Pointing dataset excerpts
==============================

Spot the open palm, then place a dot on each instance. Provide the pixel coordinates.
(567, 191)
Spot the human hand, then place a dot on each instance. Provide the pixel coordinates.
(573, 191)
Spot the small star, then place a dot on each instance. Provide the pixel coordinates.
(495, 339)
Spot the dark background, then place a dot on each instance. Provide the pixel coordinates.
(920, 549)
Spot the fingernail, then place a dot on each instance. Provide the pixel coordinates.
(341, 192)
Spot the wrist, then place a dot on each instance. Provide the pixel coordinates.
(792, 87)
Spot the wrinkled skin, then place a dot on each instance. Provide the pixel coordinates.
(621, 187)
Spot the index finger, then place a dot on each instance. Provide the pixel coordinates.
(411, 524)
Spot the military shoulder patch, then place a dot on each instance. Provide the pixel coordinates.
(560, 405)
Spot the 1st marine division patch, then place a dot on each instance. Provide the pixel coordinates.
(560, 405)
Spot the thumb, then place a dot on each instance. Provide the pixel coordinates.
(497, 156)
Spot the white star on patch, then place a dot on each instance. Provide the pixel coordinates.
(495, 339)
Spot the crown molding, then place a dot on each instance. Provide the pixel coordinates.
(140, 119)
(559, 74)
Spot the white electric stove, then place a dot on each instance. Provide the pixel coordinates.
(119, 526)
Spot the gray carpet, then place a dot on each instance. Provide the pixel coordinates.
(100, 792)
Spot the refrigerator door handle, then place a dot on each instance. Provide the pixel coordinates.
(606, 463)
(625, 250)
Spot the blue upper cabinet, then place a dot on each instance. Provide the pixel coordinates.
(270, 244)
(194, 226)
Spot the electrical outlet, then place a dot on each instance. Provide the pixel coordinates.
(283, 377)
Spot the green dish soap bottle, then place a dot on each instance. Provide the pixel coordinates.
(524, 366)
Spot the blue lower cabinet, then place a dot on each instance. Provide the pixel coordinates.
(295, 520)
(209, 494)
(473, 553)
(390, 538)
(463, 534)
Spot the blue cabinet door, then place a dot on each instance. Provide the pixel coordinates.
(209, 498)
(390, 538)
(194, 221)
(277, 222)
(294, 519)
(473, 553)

==============================

** EXERCISE DETAILS **
The records above must be output exactly, in full.

** RESPONSE TO THIS TASK **
Spot the open palm, then place a dot on each instance. Provide the pixel coordinates.
(567, 191)
Spot the human hand, then place a dot on each instance. Provide the pixel coordinates.
(573, 191)
Spot the small star, then place a dot on each instance. Provide the pixel coordinates.
(495, 339)
Spot the dark background, then place a dot on each instance. Provide the pixel coordinates.
(920, 549)
Spot the fingernail, then place a dot on each instance. Provide the pixel coordinates.
(341, 192)
Spot the wrist, then place a dot on each instance. Provide the pixel coordinates.
(792, 87)
Spot the wrinkled skin, then place a dot on each instance. Provide the pixel coordinates.
(621, 187)
Spot the index finger, then place a dot on each instance. Provide the pixel coordinates.
(411, 524)
Spot the military shoulder patch, then place a dot on each instance. Provide the pixel coordinates.
(560, 405)
Spot the 1st marine division patch, then place a dot on each instance. Provide the pixel coordinates.
(560, 405)
Spot the thumb, then place a dot on each instance. Provide the pixel coordinates.
(497, 156)
Spot the white star on patch, then place a dot on each instance. Provide the pixel coordinates.
(495, 339)
Spot the crown molding, then place a dot on each instance. Provide the pixel coordinates.
(140, 119)
(559, 74)
Spot the white electric stove, then place a dot on each instance. Provide the pixel coordinates.
(119, 526)
Spot the gray carpet, then place a dot on each instance. Provide the pixel coordinates.
(100, 792)
Spot the refrigerator door handle, then place a dot on each instance. Provide the pixel coordinates.
(606, 463)
(625, 250)
Spot the blue upper cabinet, then place a dot on each instance. Provide the pixel coordinates.
(270, 244)
(194, 226)
Spot the electrical outlet, then place a dot on each instance. Provide the pixel coordinates.
(283, 377)
Spot the green dish soap bottle, then place a dot on each instance. Provide the pixel coordinates.
(524, 366)
Spot the blue lower cabinet, then place a dot on each instance. Provide the pixel coordinates.
(295, 520)
(209, 494)
(473, 553)
(390, 538)
(463, 534)
Spot the blue cabinet door, then place a dot on each instance. Provide the pixel coordinates.
(209, 498)
(390, 538)
(194, 221)
(277, 222)
(294, 519)
(473, 553)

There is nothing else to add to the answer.